→ EXERCISE OBJECTIVE
Exactly the lines from the one containing "Target: curtain rod" through the end of the listing should be written out, both ends included, and nothing more.
──────── INPUT RECORDS ────────
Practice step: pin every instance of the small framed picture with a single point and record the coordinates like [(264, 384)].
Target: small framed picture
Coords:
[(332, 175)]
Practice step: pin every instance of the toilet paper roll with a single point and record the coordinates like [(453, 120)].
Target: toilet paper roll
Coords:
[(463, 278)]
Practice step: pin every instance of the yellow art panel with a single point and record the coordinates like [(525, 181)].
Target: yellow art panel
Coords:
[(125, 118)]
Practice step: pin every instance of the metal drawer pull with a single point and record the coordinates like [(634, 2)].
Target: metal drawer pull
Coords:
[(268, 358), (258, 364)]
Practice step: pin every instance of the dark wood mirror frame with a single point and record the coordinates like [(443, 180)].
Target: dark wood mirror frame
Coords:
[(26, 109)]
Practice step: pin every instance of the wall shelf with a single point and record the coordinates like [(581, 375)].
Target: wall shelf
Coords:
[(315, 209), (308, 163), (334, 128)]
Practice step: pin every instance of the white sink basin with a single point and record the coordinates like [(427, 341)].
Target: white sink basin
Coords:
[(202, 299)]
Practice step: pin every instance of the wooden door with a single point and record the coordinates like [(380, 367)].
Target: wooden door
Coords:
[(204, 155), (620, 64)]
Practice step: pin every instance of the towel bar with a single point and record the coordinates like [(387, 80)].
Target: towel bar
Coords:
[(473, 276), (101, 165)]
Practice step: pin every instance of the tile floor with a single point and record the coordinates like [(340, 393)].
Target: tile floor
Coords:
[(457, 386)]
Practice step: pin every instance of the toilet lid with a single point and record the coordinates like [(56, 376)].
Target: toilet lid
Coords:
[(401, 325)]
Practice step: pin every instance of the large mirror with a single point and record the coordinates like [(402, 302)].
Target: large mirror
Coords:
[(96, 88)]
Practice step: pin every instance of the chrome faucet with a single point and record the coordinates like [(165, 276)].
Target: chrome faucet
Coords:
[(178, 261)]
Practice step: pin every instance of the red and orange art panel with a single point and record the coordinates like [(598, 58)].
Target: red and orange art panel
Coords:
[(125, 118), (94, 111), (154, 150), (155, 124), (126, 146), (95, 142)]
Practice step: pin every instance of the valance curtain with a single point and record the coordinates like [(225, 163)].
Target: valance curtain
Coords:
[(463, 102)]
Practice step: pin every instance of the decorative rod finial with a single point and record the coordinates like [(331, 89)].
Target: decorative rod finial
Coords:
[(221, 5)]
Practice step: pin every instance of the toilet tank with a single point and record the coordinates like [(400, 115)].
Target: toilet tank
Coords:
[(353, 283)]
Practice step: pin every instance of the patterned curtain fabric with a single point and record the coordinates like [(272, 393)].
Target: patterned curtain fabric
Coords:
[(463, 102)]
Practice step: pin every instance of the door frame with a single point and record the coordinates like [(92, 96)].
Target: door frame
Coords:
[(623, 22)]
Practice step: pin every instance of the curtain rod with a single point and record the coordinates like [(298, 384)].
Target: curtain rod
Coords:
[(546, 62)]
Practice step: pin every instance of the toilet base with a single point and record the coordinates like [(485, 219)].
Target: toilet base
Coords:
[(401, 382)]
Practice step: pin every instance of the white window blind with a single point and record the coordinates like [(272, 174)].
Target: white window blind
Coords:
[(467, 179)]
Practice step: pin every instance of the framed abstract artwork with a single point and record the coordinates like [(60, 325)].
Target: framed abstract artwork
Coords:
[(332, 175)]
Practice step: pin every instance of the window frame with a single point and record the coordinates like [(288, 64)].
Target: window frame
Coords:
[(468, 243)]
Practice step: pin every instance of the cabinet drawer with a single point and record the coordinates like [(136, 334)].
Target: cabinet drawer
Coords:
────────
→ RESULT
Target: curtain rod
Coords:
[(546, 62)]
Practice step: pin every instance of the toilet base with a single point and record the coordinates like [(485, 219)].
Target: toilet base
Coords:
[(401, 382)]
Practice step: pin every instance of the white window blind with a single point and record the coordinates like [(272, 174)].
Target: white window blind
Coords:
[(467, 179)]
Practice step: pin every instance of the framed abstract artwork with a single point and record the coordinates like [(60, 325)].
Target: framed abstract artwork
Coords:
[(332, 175)]
Practice step: pin every instance of the window frame with a single point and record the coordinates like [(288, 64)].
Target: window frame
Coords:
[(468, 243)]
Practice step: pin every instance of the cabinet drawer with a single point and record the coordinates like [(136, 334)].
Target: cabinet drawer
Coords:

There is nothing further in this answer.